Pagamentos baseados em ações: como tratá-los?
Um dos mais recentes embates entre Fisco e contribuintes, em matéria de custeio previdenciário, se refere ao tratamento que deve ser dispensado aos pagamentos realizados em favor dos trabalhadores por intermédio de ações ou de instrumentos baseados em ações.
A ausência de regulamentação legal a respeito do tema, cumulada com os vultuosos valores a ele relacionados, enchem o “pote de mel” para lambuzar a sanha arrecadatória do Fisco.
Conceito e finalidade
Desde o início dos anos 2000, influenciado pela cultura norte-americana, o Brasil intensificou o número de lançamentos de programas de pagamentos baseados em ações, com a finalidade de atrair, reter e engajar altos executivos das empresas.
O modelo mais usual – e que é objeto do presente artigo – é denominado “plano de opção de compra de ações” (stock option plan), que consiste na outorga do direito a determinado trabalhador (geralmente aqueles que detém a maior responsabilidade pela geração dos resultados almejados pela empresa) de adquirir uma determinada quantidade de ações da empresa, em um prazo futuro predeterminado, mediante pagamento de um valor definido na data da outorga.

ENUNCIADO
Reproduza o trecho do texto sobre pagamentos baseados em ações que começa em "Um dos mais" e prossegue até "executivos das empresas.".

MATERIAL APRESENTADO

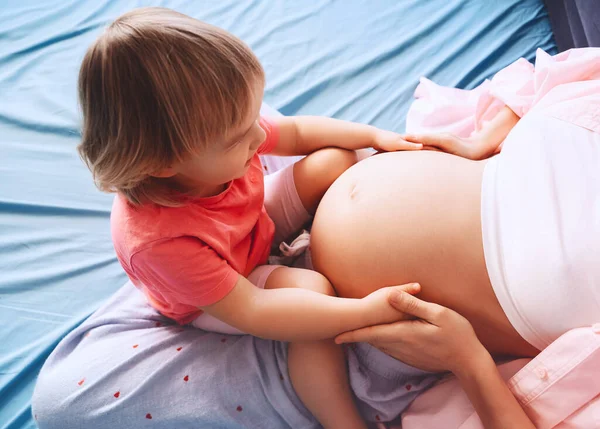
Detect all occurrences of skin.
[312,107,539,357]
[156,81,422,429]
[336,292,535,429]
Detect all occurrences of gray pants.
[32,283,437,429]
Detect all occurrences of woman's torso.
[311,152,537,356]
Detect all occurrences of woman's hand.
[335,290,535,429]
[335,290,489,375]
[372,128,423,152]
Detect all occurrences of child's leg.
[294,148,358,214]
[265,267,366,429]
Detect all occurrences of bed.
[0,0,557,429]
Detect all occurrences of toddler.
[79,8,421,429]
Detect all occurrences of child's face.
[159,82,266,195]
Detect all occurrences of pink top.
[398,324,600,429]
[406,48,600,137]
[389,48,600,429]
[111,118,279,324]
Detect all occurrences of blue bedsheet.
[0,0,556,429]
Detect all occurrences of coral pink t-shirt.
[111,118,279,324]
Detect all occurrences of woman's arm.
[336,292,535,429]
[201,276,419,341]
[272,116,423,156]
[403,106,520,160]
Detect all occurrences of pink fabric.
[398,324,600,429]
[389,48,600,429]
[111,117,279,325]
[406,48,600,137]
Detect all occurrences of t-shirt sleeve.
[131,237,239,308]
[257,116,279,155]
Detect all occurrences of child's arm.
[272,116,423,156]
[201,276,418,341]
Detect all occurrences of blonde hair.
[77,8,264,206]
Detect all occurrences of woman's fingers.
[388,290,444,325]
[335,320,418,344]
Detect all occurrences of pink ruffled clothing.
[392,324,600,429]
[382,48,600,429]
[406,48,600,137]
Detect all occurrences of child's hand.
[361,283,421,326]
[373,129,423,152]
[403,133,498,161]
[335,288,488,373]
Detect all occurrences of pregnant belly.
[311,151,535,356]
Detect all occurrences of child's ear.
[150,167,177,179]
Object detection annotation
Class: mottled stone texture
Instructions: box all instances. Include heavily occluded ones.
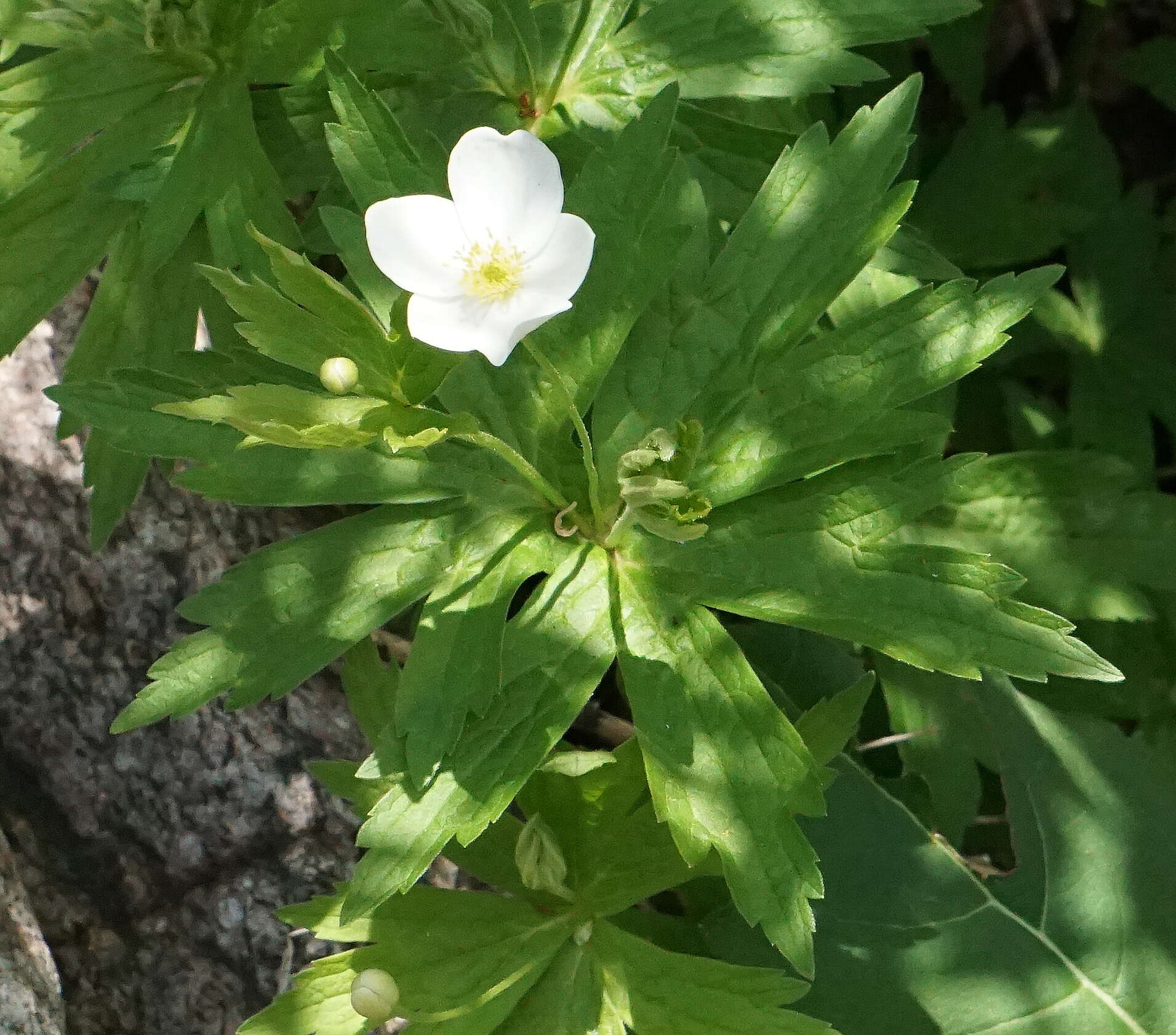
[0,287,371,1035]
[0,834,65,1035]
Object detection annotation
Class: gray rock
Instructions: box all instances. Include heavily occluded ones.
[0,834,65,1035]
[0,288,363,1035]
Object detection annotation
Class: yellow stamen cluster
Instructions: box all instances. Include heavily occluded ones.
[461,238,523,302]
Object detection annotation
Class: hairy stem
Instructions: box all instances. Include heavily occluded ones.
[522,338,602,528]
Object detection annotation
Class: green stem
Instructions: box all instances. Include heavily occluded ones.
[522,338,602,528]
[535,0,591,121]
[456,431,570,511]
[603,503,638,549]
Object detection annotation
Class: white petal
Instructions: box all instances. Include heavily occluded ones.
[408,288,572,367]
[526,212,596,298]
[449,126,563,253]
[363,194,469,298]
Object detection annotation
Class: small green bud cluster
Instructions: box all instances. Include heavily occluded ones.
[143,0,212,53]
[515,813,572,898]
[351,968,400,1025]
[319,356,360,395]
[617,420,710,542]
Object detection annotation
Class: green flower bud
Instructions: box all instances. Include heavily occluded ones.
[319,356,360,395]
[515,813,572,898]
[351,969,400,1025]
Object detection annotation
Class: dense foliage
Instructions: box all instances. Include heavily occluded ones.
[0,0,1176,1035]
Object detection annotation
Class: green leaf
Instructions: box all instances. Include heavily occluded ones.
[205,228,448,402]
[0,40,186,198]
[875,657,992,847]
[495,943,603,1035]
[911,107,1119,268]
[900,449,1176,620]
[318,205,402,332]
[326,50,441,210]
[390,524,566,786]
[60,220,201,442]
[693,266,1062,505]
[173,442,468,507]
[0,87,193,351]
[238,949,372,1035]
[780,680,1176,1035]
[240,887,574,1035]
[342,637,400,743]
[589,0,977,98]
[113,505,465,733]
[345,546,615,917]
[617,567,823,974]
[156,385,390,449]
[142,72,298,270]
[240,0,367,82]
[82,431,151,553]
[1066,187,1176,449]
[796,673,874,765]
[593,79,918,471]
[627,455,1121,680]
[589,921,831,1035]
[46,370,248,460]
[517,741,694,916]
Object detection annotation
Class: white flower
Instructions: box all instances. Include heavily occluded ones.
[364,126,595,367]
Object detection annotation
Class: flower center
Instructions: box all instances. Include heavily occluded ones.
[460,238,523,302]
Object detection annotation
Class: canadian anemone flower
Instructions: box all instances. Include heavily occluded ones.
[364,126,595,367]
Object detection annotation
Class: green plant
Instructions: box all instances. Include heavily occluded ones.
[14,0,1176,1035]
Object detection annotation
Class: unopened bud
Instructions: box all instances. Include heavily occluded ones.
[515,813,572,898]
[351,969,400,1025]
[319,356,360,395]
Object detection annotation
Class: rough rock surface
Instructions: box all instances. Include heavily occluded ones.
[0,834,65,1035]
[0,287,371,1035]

* * *

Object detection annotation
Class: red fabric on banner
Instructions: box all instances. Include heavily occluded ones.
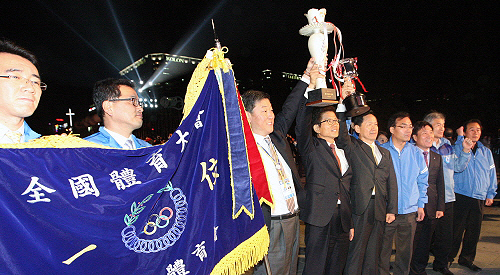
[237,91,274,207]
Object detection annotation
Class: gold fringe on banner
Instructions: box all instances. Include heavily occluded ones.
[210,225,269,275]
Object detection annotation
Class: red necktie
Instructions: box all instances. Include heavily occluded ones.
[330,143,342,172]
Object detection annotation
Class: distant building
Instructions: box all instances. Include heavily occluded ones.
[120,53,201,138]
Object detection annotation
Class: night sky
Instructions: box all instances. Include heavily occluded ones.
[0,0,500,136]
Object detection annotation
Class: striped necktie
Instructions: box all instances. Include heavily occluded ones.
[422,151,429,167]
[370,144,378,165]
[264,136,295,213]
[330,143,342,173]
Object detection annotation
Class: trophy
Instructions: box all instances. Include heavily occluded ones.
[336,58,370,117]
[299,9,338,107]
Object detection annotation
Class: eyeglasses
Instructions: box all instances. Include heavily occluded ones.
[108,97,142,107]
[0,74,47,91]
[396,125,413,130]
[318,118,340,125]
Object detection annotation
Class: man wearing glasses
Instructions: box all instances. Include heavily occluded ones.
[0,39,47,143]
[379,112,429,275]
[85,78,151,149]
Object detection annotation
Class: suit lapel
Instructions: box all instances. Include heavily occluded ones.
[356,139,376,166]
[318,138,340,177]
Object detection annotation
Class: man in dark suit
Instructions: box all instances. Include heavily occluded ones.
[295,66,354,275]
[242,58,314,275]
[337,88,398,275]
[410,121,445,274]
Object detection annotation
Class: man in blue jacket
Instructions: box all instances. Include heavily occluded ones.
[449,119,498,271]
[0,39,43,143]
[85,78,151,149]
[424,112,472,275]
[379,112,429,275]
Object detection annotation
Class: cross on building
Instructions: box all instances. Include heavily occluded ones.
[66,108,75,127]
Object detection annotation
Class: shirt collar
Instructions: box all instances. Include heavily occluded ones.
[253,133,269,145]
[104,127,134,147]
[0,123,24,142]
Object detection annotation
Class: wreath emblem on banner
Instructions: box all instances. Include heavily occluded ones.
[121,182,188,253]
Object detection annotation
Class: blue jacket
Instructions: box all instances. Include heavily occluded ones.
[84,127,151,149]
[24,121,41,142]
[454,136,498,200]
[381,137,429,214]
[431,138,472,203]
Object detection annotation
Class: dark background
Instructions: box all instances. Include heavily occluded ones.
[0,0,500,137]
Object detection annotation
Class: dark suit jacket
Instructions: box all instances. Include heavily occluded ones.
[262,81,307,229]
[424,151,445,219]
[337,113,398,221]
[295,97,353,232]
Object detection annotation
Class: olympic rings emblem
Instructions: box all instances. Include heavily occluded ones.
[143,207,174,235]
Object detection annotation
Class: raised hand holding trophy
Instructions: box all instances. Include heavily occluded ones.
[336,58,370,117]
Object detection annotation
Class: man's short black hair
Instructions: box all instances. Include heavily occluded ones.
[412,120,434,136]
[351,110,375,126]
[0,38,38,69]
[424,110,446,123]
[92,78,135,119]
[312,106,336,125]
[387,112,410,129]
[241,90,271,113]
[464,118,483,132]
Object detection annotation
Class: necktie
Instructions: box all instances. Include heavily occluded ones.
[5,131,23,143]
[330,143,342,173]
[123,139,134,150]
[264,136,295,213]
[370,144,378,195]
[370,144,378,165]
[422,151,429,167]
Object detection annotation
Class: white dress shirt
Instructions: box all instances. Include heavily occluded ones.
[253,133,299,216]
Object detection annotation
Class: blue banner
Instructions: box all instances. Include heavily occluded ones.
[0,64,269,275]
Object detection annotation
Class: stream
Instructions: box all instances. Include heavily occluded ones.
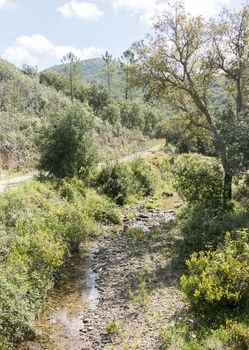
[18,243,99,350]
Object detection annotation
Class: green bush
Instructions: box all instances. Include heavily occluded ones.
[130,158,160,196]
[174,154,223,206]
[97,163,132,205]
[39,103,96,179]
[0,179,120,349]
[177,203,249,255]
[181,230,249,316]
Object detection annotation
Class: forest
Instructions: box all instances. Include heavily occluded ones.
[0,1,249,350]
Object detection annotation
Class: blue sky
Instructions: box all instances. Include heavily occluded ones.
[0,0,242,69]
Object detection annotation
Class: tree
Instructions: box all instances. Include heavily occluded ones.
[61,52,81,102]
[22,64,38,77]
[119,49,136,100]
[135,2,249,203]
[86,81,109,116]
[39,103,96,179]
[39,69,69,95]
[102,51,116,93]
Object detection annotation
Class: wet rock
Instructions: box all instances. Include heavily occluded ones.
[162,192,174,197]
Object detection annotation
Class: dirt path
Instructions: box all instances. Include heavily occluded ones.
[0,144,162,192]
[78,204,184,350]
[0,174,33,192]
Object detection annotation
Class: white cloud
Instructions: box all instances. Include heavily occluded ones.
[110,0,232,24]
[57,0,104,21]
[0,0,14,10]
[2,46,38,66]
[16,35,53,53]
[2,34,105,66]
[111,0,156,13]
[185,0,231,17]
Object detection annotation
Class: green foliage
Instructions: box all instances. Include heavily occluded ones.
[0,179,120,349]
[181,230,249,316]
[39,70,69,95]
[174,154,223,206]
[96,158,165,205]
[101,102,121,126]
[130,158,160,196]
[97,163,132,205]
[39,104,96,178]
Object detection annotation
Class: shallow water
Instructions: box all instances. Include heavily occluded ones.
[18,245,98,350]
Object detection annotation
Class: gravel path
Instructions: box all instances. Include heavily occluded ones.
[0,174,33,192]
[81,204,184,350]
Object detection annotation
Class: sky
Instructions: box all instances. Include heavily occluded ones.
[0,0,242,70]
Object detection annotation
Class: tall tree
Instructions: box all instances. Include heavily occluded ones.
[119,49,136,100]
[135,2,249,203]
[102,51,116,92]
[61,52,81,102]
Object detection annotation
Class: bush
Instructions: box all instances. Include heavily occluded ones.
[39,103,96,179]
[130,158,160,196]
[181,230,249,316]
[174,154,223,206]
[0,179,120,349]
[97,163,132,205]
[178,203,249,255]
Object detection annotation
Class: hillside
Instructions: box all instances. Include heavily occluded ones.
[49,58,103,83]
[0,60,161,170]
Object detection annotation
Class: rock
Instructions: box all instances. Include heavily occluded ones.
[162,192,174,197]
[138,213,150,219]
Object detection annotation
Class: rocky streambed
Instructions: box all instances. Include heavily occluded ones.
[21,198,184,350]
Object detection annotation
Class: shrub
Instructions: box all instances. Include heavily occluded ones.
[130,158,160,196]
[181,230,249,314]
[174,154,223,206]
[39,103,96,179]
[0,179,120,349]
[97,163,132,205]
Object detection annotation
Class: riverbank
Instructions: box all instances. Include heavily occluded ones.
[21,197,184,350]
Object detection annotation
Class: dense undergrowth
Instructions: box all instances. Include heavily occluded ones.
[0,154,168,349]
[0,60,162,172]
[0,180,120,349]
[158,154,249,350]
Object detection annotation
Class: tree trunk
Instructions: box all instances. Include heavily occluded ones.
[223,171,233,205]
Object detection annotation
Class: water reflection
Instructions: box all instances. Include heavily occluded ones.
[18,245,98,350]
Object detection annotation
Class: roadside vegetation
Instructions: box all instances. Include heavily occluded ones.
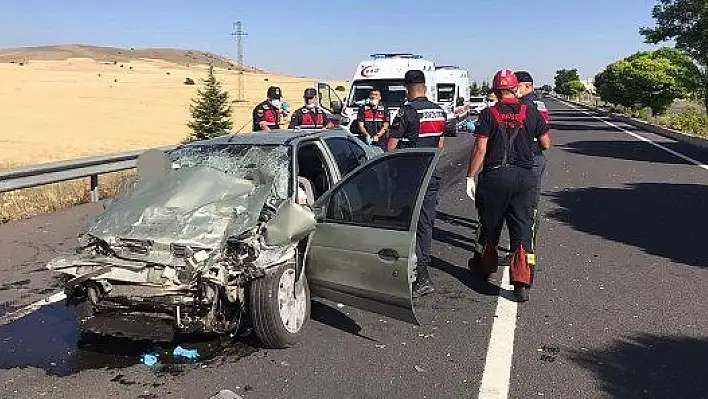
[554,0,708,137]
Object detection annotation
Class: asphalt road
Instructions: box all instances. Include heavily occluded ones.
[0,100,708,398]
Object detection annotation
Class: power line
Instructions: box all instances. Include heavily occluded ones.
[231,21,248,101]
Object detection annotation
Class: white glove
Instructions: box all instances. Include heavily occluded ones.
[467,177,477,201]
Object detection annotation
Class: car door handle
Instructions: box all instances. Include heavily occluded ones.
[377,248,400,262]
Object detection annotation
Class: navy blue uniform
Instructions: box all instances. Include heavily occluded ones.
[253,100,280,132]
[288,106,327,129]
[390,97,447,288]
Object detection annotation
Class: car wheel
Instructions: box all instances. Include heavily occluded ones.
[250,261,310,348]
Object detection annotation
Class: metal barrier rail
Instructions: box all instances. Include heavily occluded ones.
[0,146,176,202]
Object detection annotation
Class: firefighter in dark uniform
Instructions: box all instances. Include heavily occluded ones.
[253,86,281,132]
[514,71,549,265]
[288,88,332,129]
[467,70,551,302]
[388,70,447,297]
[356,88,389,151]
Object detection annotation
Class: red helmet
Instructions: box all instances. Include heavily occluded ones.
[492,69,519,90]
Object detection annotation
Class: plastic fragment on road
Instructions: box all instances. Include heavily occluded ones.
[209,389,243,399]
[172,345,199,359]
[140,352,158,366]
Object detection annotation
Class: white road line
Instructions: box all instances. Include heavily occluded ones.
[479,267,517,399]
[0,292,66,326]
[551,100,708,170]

RESPOSTA CORRETA
Um dos mais recentes embates entre Fisco e contribuintes, em matéria de custeio previdenciário, se refere ao tratamento que deve ser dispensado aos pagamentos realizados em favor dos trabalhadores por intermédio de ações ou de instrumentos baseados em ações.
A ausência de regulamentação legal a respeito do tema, cumulada com os vultuosos valores a ele relacionados, enchem o “pote de mel” para lambuzar a sanha arrecadatória do Fisco.
Conceito e finalidade
Desde o início dos anos 2000, influenciado pela cultura norte-americana, o Brasil intensificou o número de lançamentos de programas de pagamentos baseados em ações, com a finalidade de atrair, reter e engajar altos executivos das empresas.